• **TASK INSTRUCTIONS**:
1/ According to the forum post about ending a marriage, how many years had the poster been married?
2/ Write the next part of the forum thread about ending a marriage, continuing after its final line.

• **GIVEN PASSAGE**:
# Finally pulled the trigger…now what



## Tmblweed (9 mo ago)

New on here folks, can use advice. Simple story really—together for 23 years, married for 11. Two elementary school-aged kids. Husband is not a bad guy, but we’ve been less a couple than roommates for a long time. I got tired of being alone in this marriage, plus he’s an on again off again drinker, started having trouble holding down jobs and sneaking drinks—so on top of everything else I realized I couldn’t trust him anymore. Told him once that I can’t deal with that, he swore up and down he’d get his **** together, took zero steps towards that, and of course did it again. So now I’m done. 

The thing of course is that I’m done being married. But we have two kids, and I don’t want to be done being a family for their sake. He loves his kids I think, but I’m pretty sure he’s not capable of putting them first (hasn’t been capable of putting his marriage first, why would this be any different?) So what can I do to help preserve their relationship? To keep this from hurting my relationship with the kids (I’m ending it, so they’ll be mad at me). To make sure they get through this ok?


----------



## RandomDude (Dec 18, 2010)

• **DATA EXCERPT**:
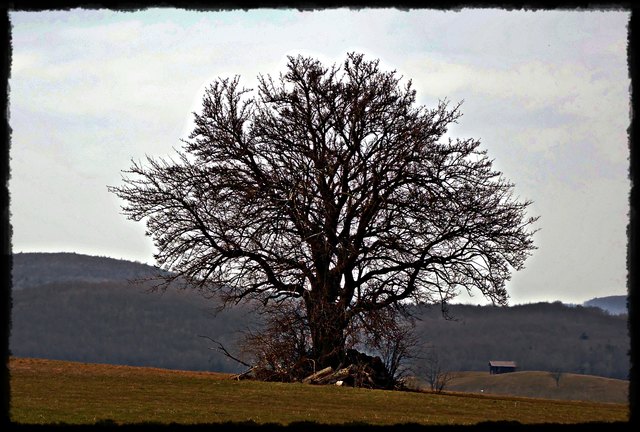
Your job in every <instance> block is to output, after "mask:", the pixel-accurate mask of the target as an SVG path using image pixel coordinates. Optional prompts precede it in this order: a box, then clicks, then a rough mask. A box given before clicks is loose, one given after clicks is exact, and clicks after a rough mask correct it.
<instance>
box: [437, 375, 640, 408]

• **WRITTEN ANSWERS**:
1/ Eleven years, after being together for 23.

2/
Have you discussed with your soon to be ex husband potential arrangements with your kids? Are you separated now? How amiable is this split? How far along are you?


----------



## Cooper (Apr 18, 2008)

When I divorced the kids stayed with me and I spent a lot of energy trying to buffer the kids from hurt, even lying to the kid's and making excuses about why their mom wasn't more involved in their lives.

Finally I came to realize it wasn't my job to make their mom into a good mother. You have to accept that the relationship your ex will have with the kids is going to be different than the relationship you have with the kids. Never undermine their relationship, but you need to let it developed on its own. You just focus on showing the kids love and stability.


----------



## thunderchad (12 mo ago)

The best way to make it easiest for the kids is a 50/50 placement schedule.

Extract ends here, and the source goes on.